- RECORDS FOR THIS EXERCISE:

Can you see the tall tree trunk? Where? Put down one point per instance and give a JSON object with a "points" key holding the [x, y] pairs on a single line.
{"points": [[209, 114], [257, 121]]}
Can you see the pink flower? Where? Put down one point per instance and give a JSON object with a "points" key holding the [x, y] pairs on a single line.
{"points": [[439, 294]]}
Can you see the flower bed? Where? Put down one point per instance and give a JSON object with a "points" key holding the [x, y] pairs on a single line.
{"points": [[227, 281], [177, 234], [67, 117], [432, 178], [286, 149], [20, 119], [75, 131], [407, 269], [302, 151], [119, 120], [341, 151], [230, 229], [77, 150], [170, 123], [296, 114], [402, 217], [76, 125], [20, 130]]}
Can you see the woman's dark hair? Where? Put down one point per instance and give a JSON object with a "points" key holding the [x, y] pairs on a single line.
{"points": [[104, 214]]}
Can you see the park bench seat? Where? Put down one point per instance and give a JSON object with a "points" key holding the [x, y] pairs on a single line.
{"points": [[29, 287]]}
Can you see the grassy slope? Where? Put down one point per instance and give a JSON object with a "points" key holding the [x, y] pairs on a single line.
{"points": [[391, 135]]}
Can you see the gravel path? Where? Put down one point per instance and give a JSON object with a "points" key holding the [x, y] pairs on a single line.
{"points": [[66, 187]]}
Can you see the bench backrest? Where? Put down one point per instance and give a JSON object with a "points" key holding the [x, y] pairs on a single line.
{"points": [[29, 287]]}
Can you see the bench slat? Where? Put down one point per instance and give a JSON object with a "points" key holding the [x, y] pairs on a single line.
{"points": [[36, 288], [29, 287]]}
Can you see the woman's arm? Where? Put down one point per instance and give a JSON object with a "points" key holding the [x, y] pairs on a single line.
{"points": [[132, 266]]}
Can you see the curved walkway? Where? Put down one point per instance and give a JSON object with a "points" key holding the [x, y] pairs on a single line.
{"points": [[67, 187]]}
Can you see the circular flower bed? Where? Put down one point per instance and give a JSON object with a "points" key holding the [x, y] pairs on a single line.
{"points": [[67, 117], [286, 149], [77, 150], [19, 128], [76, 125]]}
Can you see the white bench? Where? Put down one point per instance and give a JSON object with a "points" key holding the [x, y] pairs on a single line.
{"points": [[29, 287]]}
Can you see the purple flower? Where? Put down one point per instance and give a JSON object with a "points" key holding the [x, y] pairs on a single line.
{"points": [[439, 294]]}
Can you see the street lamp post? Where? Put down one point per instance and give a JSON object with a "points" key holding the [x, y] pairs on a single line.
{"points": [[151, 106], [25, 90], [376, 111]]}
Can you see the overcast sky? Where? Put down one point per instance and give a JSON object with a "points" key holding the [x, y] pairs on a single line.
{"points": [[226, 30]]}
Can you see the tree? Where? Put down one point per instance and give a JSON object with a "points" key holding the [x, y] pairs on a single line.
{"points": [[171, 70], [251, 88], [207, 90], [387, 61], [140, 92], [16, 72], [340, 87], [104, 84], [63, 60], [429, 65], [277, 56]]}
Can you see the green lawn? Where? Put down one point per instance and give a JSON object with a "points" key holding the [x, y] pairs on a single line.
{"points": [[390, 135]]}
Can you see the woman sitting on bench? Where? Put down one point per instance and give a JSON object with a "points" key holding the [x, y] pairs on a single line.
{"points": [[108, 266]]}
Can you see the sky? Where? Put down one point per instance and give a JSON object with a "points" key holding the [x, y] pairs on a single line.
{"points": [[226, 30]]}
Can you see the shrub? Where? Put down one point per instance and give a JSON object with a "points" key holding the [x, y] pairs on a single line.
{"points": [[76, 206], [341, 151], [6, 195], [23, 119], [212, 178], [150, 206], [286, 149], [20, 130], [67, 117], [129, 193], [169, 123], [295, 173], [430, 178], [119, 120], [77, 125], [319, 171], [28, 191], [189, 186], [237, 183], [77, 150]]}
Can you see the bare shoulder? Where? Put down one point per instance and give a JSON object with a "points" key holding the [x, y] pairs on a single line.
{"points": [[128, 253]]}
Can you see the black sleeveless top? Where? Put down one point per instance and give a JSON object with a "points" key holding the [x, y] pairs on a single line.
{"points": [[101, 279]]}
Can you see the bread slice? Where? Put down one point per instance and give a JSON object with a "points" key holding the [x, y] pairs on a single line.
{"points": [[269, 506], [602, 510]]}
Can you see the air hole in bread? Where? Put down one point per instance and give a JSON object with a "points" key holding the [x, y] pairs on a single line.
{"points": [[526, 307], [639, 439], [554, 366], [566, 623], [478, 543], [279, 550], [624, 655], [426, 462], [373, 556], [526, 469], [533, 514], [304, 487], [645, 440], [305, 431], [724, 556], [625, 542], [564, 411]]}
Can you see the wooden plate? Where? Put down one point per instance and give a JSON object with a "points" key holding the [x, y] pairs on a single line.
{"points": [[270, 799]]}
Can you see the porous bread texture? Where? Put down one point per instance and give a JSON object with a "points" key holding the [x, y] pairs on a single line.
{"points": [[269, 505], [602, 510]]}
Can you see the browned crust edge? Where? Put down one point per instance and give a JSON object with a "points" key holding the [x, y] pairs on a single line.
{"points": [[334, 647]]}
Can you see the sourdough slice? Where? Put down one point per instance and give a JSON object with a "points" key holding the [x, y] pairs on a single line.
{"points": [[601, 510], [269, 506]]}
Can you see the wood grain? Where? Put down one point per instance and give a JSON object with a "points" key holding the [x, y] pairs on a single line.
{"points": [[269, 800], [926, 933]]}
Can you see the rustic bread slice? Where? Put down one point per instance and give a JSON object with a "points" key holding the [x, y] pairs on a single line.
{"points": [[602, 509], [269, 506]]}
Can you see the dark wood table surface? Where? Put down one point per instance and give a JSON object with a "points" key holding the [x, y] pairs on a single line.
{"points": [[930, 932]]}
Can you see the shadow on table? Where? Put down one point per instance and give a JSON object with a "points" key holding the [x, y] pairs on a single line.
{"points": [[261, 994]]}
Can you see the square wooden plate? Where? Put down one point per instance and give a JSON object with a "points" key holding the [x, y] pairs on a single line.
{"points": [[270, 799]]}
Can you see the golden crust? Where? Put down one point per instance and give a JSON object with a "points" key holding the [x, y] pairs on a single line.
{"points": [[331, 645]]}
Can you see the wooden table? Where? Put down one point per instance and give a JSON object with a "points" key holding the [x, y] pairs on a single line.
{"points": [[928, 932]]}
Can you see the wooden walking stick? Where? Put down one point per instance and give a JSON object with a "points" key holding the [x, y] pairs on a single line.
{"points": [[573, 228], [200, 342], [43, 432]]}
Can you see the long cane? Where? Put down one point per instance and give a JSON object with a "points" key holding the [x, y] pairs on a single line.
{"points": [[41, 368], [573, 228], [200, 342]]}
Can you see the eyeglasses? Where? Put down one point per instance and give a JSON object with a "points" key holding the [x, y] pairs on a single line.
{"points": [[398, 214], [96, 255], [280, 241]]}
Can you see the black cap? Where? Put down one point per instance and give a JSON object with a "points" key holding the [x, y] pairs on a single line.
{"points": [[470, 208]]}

- GOAL OF THE EXERCISE: Extract every line above exactly as it stands.

- ANSWER AREA:
Can you see the tall tree trunk? Where? Put down one point per instance and give a JSON object with a "points" key holding the [x, y] pairs on a single line.
{"points": [[209, 114], [257, 121]]}
Can you see the pink flower? Where? Put down one point per instance and give a JSON object with a "points" key holding the [x, y] pairs on a single line.
{"points": [[439, 294]]}
Can you see the flower bed? Where? Put down one point per instance and give a JSON object with a "points" key holding the [x, y] pairs on a single line.
{"points": [[227, 281], [177, 234], [67, 117], [432, 178], [286, 149], [20, 119], [75, 131], [407, 269], [302, 151], [119, 120], [341, 151], [230, 229], [77, 150], [170, 123], [296, 114], [402, 217], [76, 125], [20, 130]]}
Can you see the woman's dark hair? Where? Put down one point per instance and give a JSON object with a "points" key holding the [x, y] pairs on a single line.
{"points": [[104, 214]]}
Can you see the park bench seat? Where? Put down one point per instance and give a JSON object with a "points" key holding the [x, y] pairs on a single line.
{"points": [[29, 287]]}
Can you see the grassy slope? Where? Put down one point per instance and give a JSON object with a "points" key holding the [x, y] pairs on a single line.
{"points": [[391, 135]]}
Can you see the gravel path? Where? Put down one point per instance and give a JSON object with a "points" key holding the [x, y] pairs on a single line.
{"points": [[66, 187]]}
Can you see the bench backrest? Where? Put down one point per instance and give a JSON object with a "points" key holding the [x, y] pairs on a single line.
{"points": [[29, 287]]}
Can you see the bench slat? Where? Put down one point per instance and give a JSON object with a "points" key holding the [x, y] pairs on a single line.
{"points": [[36, 288], [29, 287]]}
Can you see the woman's arm? Where? Put down one point per instance and give a JSON object with a "points" key holding the [x, y] pairs on a single line.
{"points": [[132, 266]]}
Can you see the curved walkway? Where? Put down one point per instance and give a JSON object with a "points" key holding the [x, y] pairs on a single line.
{"points": [[67, 187]]}
Can you see the circular flower bed? Where? Put down one point per instance and give a JSON object with a "points" key holding the [x, y] pairs on a single line.
{"points": [[67, 117], [286, 149], [77, 150], [19, 128], [76, 125]]}
Can you see the white bench? Where? Put down one point per instance and give a JSON object with a "points" key holding the [x, y] pairs on a single line.
{"points": [[29, 287]]}
Can you see the purple flower? Where? Put down one point per instance and give a JSON object with a "points" key holding the [x, y] pairs on a single line.
{"points": [[439, 294]]}
Can you see the street lamp post? Where? Put down one point per instance and give a JSON object with a "points" key holding the [x, y] pairs on a single line.
{"points": [[151, 106], [25, 90], [376, 111]]}
Can you see the overcast sky? Where? Put down one point per instance and give a JSON object with a "points" key holding the [x, y] pairs on a single line.
{"points": [[226, 30]]}
Can you see the tree? Where? Put down one point per instance and give a JSON object with a "points" key holding the [x, y] pairs on a single line.
{"points": [[171, 70], [251, 88], [207, 90], [387, 61], [140, 92], [16, 72], [340, 87], [104, 84], [63, 60], [429, 65], [277, 56]]}
Can you see the green lawn? Where? Put down one point per instance and give a JSON object with a "points" key holding the [x, y] pairs on a single line.
{"points": [[390, 135]]}
Can you see the woman sitting on bench? Where? Put down one point per instance and give a JSON object with a "points" key holding the [x, y] pairs on a single line.
{"points": [[108, 266]]}
Can you see the sky? Where? Put down one point per instance and give a JSON object with a "points" key holding the [x, y] pairs on a single line.
{"points": [[226, 30]]}
Can you see the shrub? Where? Put down one point per instance and give a JSON object with a "points" key holding the [x, y] pairs on a single line.
{"points": [[76, 206], [341, 151], [6, 195], [23, 119], [212, 178], [150, 206], [286, 149], [20, 130], [67, 117], [129, 193], [169, 123], [295, 173], [430, 178], [119, 120], [77, 125], [319, 171], [28, 191], [189, 186], [237, 183], [77, 150]]}
Can you see the bare shoulder? Where? Put down one point per instance and give a JSON object with a "points" key holding the [x, y] pairs on a single line.
{"points": [[128, 253]]}
Can you see the black sleeveless top? Where? Put down one point per instance and give a JSON object with a "points" key holding the [x, y] pairs on a single line.
{"points": [[101, 279]]}
Can you see the bread slice? Where? Put down one point per instance and give a JSON object with a "points" key holding the [x, y] pairs on a single line.
{"points": [[269, 506], [602, 510]]}
Can you see the air hole in bread? Where? Put down one point per instance and give a JSON object with a "points" key holding the [x, y] pairs on a single line.
{"points": [[526, 307], [639, 439], [554, 366], [566, 623], [478, 543], [279, 550], [624, 655], [426, 462], [373, 556], [526, 469], [533, 514], [304, 487], [645, 440], [305, 431], [724, 556], [625, 542], [564, 411]]}
Can you see the wooden plate? Where? Put down one point per instance and give a JSON object with a "points" key holding the [x, y] pairs on a single line.
{"points": [[270, 799]]}
Can you see the porous bread texture? Where? Put down one point per instance and give a JSON object with a "points" key holding the [x, y] pairs on a single line.
{"points": [[269, 505], [602, 510]]}
Can you see the browned crust edge? Where? Put down one point per instance and give a JSON object with a "points" key holding the [x, y] pairs on a single line.
{"points": [[334, 647]]}
Can you see the sourdough slice? Where? Put down one point per instance and give a JSON object with a "points" key holding the [x, y] pairs on a single line.
{"points": [[601, 510], [269, 506]]}
Can you see the wood grain? Where? Put down one point per instance and give a JSON object with a "points" key holding the [x, y] pairs on a single line.
{"points": [[269, 800], [926, 933]]}
Can you see the rustic bread slice? Where? Put down one point per instance and give a JSON object with a "points" key holding the [x, y] pairs on a single line.
{"points": [[602, 509], [269, 506]]}
Can you see the dark wood table surface? Where? Put down one point per instance and give a JSON object with a "points" key holding the [x, y] pairs on a single line.
{"points": [[930, 932]]}
Can you see the shadow on table? Where? Put down one point per instance and give a JSON object with a "points" key holding the [x, y] pairs on a single line.
{"points": [[261, 994]]}
Can you see the square wooden plate? Where? Put down one point per instance and give a JSON object with a "points" key holding the [x, y] pairs on a single line.
{"points": [[270, 799]]}
Can you see the golden crust? Where? Put down one point per instance and give a JSON object with a "points" key holding the [x, y] pairs on a single line.
{"points": [[331, 645]]}
Can you see the wooden table? Where? Put down one point per instance and give a JSON object with a "points" key holding the [x, y] pairs on a single line.
{"points": [[928, 932]]}
Can you see the wooden walking stick? Where? Put down one point per instance and give a JSON object with a "points" key holding the [x, y] pairs on a single line.
{"points": [[573, 228], [200, 342], [43, 432]]}
Can you see the long cane? Where? Put down one point per instance and give a JSON object with a "points" key holding the [x, y] pairs on a single line.
{"points": [[41, 368], [573, 228], [200, 342]]}
Can you see the eyeglasses? Where? Put down one point per instance and give a JSON object with a "points" key holding the [x, y] pairs on a single line.
{"points": [[398, 214], [96, 255], [280, 241]]}
Can you see the black cap? Where? Put down one point per instance and give a JSON object with a "points" key holding the [x, y] pairs on a single line.
{"points": [[470, 208]]}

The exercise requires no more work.